# WHAT THE TASK REQUIRES
Print the range of lines that opens with the line containing "# test: locate points for every instance of the distant mountain" and closes with the last line of the listing. Include both ends; print nothing more.

# PROVIDED RECORDS
□ □ □ □ □ □ □

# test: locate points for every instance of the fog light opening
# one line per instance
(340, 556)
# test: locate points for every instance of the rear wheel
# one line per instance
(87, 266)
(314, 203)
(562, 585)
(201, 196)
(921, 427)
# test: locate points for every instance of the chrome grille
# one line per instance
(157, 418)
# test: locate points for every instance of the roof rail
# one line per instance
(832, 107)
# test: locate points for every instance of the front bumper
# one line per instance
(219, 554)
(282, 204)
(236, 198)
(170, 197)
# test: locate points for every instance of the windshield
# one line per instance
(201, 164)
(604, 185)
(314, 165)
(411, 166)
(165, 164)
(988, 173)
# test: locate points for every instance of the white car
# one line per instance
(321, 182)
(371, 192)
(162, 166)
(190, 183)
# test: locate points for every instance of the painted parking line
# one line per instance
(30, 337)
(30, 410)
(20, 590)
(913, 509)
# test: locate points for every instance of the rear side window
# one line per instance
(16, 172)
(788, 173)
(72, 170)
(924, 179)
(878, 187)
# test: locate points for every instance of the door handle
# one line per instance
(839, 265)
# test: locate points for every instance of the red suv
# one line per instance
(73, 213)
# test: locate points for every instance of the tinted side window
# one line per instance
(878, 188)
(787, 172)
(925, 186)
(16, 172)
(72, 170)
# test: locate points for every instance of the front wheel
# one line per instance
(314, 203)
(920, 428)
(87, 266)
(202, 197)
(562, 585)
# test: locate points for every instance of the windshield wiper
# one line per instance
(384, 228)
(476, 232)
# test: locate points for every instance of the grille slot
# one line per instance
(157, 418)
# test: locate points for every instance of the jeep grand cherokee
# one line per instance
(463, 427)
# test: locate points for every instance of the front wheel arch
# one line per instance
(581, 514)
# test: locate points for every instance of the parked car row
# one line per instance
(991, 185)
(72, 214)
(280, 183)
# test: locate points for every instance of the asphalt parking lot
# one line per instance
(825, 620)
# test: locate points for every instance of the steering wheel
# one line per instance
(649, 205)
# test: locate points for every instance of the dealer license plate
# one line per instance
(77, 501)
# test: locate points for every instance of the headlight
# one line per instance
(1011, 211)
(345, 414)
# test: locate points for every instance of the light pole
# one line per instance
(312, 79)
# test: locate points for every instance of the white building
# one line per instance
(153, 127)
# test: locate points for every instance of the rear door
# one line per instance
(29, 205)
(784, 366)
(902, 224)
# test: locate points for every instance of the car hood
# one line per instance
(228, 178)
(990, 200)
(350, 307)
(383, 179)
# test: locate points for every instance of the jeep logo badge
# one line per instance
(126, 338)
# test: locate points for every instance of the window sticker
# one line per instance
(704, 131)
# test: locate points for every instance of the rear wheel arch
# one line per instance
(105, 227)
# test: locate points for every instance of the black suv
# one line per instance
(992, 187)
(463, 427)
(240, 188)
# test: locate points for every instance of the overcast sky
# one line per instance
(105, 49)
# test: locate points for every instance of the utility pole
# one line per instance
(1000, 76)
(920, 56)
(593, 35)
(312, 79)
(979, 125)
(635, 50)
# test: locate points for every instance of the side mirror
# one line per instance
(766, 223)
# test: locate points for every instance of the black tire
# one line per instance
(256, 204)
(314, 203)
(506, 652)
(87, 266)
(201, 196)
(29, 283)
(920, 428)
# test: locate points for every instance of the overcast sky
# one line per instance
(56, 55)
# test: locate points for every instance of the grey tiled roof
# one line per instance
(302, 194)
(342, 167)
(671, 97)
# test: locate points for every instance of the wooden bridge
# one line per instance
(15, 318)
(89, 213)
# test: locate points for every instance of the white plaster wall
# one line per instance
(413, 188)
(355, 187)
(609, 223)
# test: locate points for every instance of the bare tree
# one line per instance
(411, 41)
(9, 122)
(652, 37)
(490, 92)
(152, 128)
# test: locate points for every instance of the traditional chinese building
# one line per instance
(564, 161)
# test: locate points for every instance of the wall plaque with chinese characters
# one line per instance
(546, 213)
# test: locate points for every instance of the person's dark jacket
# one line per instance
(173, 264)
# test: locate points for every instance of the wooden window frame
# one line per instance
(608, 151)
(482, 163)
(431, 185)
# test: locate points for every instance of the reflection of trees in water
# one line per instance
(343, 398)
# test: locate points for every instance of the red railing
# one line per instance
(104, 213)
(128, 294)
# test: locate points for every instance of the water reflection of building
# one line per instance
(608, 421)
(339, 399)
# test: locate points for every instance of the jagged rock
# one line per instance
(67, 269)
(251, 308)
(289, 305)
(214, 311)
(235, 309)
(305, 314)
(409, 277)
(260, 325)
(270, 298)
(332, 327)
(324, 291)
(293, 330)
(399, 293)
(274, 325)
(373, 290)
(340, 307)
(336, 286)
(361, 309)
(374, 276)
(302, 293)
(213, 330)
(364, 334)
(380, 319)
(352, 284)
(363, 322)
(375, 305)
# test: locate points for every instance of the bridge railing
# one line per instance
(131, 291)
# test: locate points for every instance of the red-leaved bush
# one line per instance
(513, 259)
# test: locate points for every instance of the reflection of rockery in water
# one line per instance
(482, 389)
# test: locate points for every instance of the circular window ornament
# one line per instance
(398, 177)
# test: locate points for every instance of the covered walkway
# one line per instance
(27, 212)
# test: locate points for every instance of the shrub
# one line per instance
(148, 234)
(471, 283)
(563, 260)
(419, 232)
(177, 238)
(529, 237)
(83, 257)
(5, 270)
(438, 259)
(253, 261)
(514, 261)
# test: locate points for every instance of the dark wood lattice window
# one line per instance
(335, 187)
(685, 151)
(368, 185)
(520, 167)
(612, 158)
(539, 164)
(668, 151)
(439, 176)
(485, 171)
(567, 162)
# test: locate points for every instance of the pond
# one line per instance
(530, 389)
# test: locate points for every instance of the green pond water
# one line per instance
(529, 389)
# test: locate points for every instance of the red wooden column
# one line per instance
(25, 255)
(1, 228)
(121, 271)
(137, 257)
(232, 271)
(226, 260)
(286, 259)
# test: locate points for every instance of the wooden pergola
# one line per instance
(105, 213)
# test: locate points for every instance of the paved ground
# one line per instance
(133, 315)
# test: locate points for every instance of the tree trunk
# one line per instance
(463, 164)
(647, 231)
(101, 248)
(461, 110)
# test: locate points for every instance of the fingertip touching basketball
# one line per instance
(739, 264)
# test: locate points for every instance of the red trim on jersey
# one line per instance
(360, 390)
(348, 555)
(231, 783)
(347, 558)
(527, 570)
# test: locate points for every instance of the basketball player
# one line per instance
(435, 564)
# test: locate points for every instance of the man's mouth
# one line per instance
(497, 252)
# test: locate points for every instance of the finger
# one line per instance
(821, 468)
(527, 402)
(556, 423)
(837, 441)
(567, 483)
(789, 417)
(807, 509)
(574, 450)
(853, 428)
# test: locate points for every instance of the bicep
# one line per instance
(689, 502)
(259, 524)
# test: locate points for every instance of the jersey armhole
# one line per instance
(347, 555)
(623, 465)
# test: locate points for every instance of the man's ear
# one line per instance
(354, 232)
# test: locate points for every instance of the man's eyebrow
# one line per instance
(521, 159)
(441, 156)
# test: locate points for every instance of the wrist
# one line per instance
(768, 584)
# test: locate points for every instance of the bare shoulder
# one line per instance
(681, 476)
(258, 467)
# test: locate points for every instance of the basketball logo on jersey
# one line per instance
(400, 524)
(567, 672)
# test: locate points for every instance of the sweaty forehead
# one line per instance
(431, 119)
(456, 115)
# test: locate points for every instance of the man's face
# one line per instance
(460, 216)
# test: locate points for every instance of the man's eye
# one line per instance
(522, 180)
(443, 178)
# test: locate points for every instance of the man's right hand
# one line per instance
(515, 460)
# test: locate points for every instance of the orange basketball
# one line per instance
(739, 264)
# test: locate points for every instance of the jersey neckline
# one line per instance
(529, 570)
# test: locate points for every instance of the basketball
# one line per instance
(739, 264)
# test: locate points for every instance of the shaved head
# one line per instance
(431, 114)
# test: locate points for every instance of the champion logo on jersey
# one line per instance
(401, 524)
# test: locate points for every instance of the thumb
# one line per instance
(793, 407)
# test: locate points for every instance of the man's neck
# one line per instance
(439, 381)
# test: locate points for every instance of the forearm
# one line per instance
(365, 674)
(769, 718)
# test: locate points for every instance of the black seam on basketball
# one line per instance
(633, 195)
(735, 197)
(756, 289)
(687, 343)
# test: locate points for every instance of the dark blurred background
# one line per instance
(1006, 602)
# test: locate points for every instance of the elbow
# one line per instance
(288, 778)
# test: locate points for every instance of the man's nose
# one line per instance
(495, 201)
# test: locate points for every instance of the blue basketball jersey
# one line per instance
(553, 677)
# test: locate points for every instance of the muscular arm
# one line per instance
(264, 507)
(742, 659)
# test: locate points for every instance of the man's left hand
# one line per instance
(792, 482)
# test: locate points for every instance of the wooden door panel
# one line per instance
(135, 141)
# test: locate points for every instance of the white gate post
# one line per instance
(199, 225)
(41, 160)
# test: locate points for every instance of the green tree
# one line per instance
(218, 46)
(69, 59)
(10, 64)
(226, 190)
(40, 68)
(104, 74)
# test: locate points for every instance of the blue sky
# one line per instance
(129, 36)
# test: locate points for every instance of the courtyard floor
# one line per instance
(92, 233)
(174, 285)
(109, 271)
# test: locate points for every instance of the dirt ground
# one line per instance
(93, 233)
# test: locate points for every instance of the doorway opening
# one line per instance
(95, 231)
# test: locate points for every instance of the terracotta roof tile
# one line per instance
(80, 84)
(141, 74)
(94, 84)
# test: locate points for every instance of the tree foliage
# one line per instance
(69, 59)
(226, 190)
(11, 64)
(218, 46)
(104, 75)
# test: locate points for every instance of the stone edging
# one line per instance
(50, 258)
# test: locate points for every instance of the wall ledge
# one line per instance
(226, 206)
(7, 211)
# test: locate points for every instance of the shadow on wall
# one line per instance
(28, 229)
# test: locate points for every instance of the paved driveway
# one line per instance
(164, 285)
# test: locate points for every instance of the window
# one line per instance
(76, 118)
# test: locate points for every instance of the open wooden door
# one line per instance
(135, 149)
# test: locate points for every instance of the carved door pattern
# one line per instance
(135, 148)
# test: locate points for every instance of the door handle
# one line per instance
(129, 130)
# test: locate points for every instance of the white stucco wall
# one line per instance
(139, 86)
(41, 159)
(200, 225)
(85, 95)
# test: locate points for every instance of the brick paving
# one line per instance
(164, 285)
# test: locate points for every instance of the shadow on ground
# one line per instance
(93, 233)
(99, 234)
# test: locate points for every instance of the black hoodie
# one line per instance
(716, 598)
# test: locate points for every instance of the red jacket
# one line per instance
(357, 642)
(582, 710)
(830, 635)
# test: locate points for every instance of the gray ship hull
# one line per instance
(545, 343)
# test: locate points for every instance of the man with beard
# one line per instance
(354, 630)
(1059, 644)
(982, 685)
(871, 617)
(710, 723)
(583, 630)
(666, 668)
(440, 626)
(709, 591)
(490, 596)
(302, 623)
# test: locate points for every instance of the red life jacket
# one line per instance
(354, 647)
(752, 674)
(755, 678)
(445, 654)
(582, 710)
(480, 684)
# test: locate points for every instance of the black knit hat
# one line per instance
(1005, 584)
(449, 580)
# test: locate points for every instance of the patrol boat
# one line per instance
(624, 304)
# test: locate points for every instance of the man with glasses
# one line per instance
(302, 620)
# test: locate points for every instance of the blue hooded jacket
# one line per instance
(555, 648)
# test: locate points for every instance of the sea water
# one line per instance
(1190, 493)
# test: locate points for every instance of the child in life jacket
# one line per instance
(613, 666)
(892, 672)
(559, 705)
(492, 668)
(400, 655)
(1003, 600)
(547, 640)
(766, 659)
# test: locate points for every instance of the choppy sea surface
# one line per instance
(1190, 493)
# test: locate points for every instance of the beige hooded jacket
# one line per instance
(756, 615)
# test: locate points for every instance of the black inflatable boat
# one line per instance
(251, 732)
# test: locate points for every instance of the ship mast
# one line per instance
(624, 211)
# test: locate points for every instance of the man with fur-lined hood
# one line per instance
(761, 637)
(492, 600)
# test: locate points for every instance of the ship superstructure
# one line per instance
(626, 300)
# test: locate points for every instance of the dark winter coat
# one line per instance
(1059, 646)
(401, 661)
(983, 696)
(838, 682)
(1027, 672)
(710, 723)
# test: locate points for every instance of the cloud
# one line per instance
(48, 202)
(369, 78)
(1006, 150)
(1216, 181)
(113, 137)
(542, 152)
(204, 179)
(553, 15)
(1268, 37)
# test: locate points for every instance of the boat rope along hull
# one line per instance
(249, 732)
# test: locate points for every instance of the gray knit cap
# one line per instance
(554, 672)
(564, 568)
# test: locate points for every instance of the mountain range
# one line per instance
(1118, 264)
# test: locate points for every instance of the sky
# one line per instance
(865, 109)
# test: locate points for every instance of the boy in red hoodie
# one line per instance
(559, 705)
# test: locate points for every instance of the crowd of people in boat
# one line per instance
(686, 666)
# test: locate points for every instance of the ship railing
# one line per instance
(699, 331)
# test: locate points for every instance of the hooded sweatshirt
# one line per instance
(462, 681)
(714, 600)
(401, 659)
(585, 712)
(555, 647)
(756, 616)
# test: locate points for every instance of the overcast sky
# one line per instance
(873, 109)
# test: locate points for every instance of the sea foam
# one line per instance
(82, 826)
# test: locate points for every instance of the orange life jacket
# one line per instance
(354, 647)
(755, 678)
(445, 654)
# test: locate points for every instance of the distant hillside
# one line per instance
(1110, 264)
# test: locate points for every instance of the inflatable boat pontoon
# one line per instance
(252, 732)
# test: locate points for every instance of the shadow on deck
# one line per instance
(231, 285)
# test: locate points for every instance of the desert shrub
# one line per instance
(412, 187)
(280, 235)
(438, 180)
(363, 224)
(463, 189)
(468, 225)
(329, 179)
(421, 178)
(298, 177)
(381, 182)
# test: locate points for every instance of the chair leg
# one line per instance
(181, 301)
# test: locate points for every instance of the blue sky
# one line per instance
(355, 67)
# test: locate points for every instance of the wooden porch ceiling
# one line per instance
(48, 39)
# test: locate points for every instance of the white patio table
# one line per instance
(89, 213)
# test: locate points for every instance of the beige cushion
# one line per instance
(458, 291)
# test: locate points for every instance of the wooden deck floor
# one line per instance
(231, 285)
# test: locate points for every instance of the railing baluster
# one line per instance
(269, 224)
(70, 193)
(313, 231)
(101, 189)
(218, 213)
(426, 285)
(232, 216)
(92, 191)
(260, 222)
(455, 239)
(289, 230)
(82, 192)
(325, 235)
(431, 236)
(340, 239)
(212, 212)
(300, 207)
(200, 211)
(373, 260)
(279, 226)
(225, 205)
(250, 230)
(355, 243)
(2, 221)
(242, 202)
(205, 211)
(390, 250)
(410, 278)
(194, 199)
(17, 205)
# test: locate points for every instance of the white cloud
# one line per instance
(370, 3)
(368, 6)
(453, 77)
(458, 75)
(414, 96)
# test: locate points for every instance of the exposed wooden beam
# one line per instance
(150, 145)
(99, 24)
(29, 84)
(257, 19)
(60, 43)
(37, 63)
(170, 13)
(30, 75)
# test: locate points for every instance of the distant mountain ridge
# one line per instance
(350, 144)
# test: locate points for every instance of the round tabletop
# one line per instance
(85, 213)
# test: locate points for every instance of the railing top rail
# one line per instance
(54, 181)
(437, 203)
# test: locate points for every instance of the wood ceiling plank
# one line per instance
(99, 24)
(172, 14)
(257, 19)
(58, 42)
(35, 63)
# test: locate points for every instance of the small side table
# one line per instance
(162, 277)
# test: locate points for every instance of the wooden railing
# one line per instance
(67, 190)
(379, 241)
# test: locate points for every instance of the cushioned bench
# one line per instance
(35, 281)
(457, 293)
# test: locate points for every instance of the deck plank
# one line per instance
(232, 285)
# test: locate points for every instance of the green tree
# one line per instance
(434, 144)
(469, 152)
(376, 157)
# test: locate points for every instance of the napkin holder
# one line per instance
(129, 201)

□ □ □ □ □ □ □

# REPLY TO THE EXERCISE
# test: locate points for every instance of the distant mountain ridge
# one line per instance
(350, 144)
# test: locate points for every instance of the round tabletop
# one line per instance
(85, 213)
# test: locate points for every instance of the railing top rail
# one line per instance
(54, 181)
(437, 203)
# test: locate points for every instance of the wood ceiling plank
# one line per instance
(99, 24)
(172, 14)
(257, 19)
(58, 42)
(35, 63)
# test: locate points for every instance of the small side table
# one line per instance
(162, 277)
# test: locate points for every instance of the wooden railing
# one line per instance
(67, 190)
(379, 241)
# test: locate points for every instance of the cushioned bench
# one line per instance
(35, 281)
(457, 293)
# test: locate points for every instance of the deck plank
# one line per instance
(232, 285)
# test: locate points for every instance of the green tree
# one line per instance
(434, 144)
(469, 152)
(376, 157)
# test: locate points for every instance of the napkin holder
# one line per instance
(129, 201)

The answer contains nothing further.